### [What this task involves]
Output every one of the entries below verbatim, line for line, with no changes.

:: Records to use ::

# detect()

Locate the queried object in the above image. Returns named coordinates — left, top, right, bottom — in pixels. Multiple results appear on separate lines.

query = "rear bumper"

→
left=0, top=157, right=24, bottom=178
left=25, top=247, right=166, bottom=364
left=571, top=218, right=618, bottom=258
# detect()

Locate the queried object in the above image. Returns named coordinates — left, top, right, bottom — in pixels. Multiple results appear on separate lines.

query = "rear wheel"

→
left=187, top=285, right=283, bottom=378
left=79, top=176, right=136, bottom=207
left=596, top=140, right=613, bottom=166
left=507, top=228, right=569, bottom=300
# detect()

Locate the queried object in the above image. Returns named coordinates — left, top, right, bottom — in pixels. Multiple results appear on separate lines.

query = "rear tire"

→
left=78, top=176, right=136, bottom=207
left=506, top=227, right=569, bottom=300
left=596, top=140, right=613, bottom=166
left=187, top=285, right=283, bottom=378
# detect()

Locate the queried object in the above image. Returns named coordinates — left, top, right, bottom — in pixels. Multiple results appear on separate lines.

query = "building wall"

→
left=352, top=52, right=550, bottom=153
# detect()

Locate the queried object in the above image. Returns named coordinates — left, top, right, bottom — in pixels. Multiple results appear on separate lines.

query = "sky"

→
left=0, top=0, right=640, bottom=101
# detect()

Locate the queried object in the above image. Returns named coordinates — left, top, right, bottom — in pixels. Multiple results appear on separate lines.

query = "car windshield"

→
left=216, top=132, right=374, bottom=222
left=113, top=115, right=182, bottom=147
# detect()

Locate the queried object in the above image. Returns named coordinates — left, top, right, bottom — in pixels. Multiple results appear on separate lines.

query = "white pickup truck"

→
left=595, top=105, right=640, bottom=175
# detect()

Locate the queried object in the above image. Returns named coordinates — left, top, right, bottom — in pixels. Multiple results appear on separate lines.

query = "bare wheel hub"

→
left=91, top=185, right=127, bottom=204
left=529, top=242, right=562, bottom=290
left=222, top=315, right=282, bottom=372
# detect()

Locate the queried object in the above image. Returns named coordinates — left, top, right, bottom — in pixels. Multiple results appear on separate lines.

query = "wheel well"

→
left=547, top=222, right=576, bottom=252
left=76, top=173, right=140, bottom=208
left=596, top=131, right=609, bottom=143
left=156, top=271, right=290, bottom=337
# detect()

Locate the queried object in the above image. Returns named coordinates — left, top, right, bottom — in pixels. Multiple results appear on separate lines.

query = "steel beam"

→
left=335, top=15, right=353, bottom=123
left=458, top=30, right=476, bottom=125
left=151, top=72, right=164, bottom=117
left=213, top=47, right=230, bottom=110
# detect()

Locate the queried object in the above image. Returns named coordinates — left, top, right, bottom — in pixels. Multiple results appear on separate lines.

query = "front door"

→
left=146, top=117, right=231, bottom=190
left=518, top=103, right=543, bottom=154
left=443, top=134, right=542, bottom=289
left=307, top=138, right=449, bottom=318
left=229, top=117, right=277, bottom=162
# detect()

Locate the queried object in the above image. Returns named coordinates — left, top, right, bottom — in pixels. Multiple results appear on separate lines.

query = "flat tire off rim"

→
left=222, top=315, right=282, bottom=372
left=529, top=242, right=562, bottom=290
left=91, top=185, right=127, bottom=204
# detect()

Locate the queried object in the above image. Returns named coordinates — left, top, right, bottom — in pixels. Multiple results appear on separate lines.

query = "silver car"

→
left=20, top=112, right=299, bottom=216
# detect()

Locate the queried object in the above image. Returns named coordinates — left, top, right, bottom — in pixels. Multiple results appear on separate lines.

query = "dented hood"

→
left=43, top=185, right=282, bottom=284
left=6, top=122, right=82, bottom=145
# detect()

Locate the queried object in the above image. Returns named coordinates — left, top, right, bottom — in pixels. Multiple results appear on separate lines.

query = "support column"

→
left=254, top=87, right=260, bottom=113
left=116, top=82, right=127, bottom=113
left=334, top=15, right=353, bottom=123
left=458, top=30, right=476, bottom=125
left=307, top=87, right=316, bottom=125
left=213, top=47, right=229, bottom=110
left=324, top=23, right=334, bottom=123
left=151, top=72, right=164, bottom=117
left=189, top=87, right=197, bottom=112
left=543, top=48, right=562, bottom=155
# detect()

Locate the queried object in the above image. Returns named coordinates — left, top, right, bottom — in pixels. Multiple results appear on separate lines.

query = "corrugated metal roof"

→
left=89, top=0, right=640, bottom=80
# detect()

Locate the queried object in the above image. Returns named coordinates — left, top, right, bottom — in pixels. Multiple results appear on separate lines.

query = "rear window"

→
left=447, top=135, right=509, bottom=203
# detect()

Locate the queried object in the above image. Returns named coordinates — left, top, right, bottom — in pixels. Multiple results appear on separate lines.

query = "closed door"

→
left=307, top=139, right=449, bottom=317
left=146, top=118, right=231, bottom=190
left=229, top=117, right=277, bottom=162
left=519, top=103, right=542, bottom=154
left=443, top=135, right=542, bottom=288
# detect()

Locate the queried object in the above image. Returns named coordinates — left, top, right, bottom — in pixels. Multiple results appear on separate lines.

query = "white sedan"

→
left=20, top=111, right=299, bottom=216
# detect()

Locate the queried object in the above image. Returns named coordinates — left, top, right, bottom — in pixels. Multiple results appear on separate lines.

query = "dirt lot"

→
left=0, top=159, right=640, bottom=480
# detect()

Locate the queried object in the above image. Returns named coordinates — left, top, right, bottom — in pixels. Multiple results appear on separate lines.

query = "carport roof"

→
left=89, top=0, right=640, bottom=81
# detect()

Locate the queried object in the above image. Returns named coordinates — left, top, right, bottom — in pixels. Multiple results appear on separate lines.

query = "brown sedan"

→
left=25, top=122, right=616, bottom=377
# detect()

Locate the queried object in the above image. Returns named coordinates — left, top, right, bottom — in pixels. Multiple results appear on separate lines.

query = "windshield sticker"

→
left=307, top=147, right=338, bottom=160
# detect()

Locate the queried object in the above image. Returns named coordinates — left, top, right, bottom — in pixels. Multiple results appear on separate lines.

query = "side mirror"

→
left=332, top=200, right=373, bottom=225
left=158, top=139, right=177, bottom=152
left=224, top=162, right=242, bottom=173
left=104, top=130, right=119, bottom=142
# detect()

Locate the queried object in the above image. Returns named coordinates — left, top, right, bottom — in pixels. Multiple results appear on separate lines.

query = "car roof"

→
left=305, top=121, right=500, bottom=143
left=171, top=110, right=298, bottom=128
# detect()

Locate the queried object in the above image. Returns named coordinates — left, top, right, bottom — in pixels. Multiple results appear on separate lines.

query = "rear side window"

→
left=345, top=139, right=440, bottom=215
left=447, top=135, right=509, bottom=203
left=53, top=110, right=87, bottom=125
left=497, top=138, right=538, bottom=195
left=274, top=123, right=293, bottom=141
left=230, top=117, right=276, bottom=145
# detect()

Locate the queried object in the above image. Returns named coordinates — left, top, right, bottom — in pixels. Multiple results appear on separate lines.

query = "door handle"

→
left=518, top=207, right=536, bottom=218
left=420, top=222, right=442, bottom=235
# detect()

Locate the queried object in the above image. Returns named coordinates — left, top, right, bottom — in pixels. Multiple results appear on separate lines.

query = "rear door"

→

:::

### [Result of the task]
# detect()

Locate the queried object in the above image. Returns named coordinates — left, top, right, bottom — in pixels. Multiple results appear on separate lines.

query = "rear bumper"

→
left=0, top=157, right=24, bottom=178
left=25, top=247, right=166, bottom=364
left=571, top=218, right=618, bottom=258
# detect()

Locate the queried object in the above image. Returns named coordinates — left, top, right, bottom — in pixels. Multiple results appear on separate lines.

query = "rear wheel"

→
left=187, top=285, right=283, bottom=378
left=79, top=176, right=136, bottom=207
left=596, top=140, right=613, bottom=166
left=507, top=228, right=569, bottom=300
# detect()

Locate the queried object in the above image. Returns named coordinates — left, top, right, bottom — in pixels. Multiple results appear on separate lines.

query = "rear tire"

→
left=78, top=176, right=136, bottom=207
left=506, top=227, right=569, bottom=300
left=596, top=140, right=613, bottom=166
left=187, top=285, right=283, bottom=378
# detect()

Locate the queried object in the above image. Returns named coordinates — left, top, right, bottom — in pixels. Multiple results appear on separate lines.

query = "building wall"

→
left=352, top=52, right=550, bottom=153
# detect()

Locate the queried object in the above image. Returns named coordinates — left, top, right, bottom — in pixels. Multiple results appear on separate lines.

query = "sky"

→
left=0, top=0, right=640, bottom=101
# detect()

Locate the queried object in the above image. Returns named coordinates — left, top, right, bottom — in pixels. Multiple results appear on separate lines.

query = "car windshield"

→
left=216, top=132, right=374, bottom=222
left=113, top=115, right=182, bottom=147
# detect()

Locate the queried object in the above image. Returns named coordinates — left, top, right, bottom — in pixels. Multiple results appear on separate lines.

query = "white pickup truck"

→
left=595, top=105, right=640, bottom=175
# detect()

Locate the queried object in the above image. Returns named coordinates — left, top, right, bottom — in pixels. Multiple results appear on separate lines.

query = "bare wheel hub"

→
left=91, top=185, right=127, bottom=204
left=529, top=242, right=562, bottom=290
left=222, top=315, right=282, bottom=372
# detect()

Locate the queried object in the above image. Returns named coordinates — left, top, right, bottom — in pixels. Multiple results appear on separate lines.

query = "wheel well"

→
left=547, top=222, right=576, bottom=252
left=76, top=173, right=140, bottom=208
left=596, top=131, right=609, bottom=143
left=156, top=271, right=290, bottom=337
# detect()

Locate the queried object in the above image. Returns named coordinates — left, top, right, bottom — in pixels. Multiple results appear on separate lines.

query = "steel beam"

→
left=335, top=15, right=353, bottom=123
left=458, top=30, right=476, bottom=125
left=151, top=72, right=164, bottom=117
left=213, top=47, right=230, bottom=110
# detect()

Locate the queried object in the above image. Returns named coordinates — left, top, right, bottom — in pixels. Multiple results appear on separate lines.

query = "front door"

→
left=146, top=117, right=231, bottom=190
left=518, top=103, right=543, bottom=154
left=443, top=134, right=542, bottom=289
left=307, top=138, right=449, bottom=318
left=229, top=117, right=277, bottom=162
# detect()

Locate the queried object in the above image. Returns named coordinates — left, top, right, bottom — in pixels. Multiple results appear on separate lines.

query = "flat tire off rim"

→
left=222, top=315, right=282, bottom=372
left=529, top=242, right=562, bottom=290
left=91, top=185, right=127, bottom=204
# detect()

Locate the queried object in the above image. Returns named coordinates — left, top, right, bottom — in pixels. Multiple results appear on separate lines.

query = "silver car"

→
left=20, top=112, right=299, bottom=216
# detect()

Locate the queried object in the above image. Returns named coordinates — left, top, right, bottom — in pixels. Multiple results appear on separate lines.

query = "dented hood"

→
left=43, top=185, right=282, bottom=284
left=6, top=122, right=82, bottom=145
# detect()

Locate the queried object in the above image. Returns named coordinates — left, top, right, bottom — in pixels. Multiple results appear on separate lines.

query = "support column"

→
left=254, top=87, right=260, bottom=113
left=116, top=82, right=127, bottom=113
left=334, top=15, right=353, bottom=123
left=458, top=30, right=476, bottom=125
left=307, top=87, right=316, bottom=125
left=213, top=47, right=229, bottom=110
left=324, top=23, right=334, bottom=123
left=151, top=72, right=164, bottom=117
left=189, top=87, right=197, bottom=112
left=543, top=48, right=562, bottom=155
# detect()

Locate the queried object in the above image. Returns named coordinates — left, top, right, bottom — in pixels. Multiple results appear on separate lines.

query = "corrugated metal roof"

→
left=89, top=0, right=640, bottom=80
# detect()

Locate the queried object in the above image. Returns named coordinates — left, top, right, bottom — in pixels. Multiple results appear on separate lines.

query = "rear window"

→
left=447, top=135, right=509, bottom=203
# detect()

Locate the queried object in the above image. Returns named coordinates — left, top, right, bottom — in pixels. Multiple results appear on separate lines.

query = "closed door"

→
left=307, top=139, right=449, bottom=317
left=146, top=118, right=231, bottom=190
left=229, top=117, right=277, bottom=162
left=519, top=103, right=542, bottom=154
left=443, top=135, right=542, bottom=288
# detect()

Locate the queried object in the above image. Returns named coordinates — left, top, right, bottom — in pixels. Multiple results appear on separate lines.

query = "white sedan"

→
left=20, top=111, right=299, bottom=216
# detect()

Locate the queried object in the above image. Returns named coordinates — left, top, right, bottom — in pixels. Multiple results appear on separate lines.

query = "dirt lot"

→
left=0, top=159, right=640, bottom=480
# detect()

Locate the queried object in the above image. Returns named coordinates — left, top, right, bottom — in pixels. Multiple results appear on separate lines.

query = "carport roof"

→
left=89, top=0, right=640, bottom=81
# detect()

Locate the queried object in the above image. Returns named coordinates — left, top, right, bottom — in pixels. Multiple results appear on separate lines.

query = "brown sedan"

→
left=25, top=122, right=616, bottom=377
# detect()

Locate the queried object in the above image. Returns named coordinates — left, top, right, bottom — in pixels. Multiple results appear on separate lines.

query = "windshield sticker"

→
left=307, top=147, right=338, bottom=160
# detect()

Locate the queried object in the above image. Returns named coordinates — left, top, right, bottom — in pixels. Multiple results appear on separate lines.

query = "side mirror"

→
left=332, top=200, right=373, bottom=225
left=158, top=139, right=177, bottom=152
left=224, top=162, right=242, bottom=173
left=104, top=130, right=119, bottom=142
# detect()

Locate the queried object in the above image. Returns named coordinates — left, top, right, bottom — in pixels. Multiple results appear on separate lines.

query = "car roof"

→
left=305, top=121, right=500, bottom=143
left=171, top=110, right=298, bottom=128
# detect()

Locate the queried object in the above image. Returns named coordinates — left, top, right, bottom — in pixels. Multiple results appear on separate lines.

query = "rear side window"

→
left=345, top=139, right=440, bottom=215
left=447, top=135, right=509, bottom=203
left=53, top=110, right=87, bottom=125
left=497, top=138, right=538, bottom=195
left=274, top=123, right=293, bottom=141
left=230, top=117, right=276, bottom=145
# detect()

Locate the queried object in the above image. Returns named coordinates — left, top, right, bottom — in pixels. Multiple results appear on separate lines.

query = "door handle"

→
left=518, top=207, right=536, bottom=218
left=420, top=222, right=442, bottom=235
# detect()

Locate the queried object in the above image. Returns named coordinates — left, top, right, bottom — in pixels. Multiple results appear on separate lines.

query = "rear door"

→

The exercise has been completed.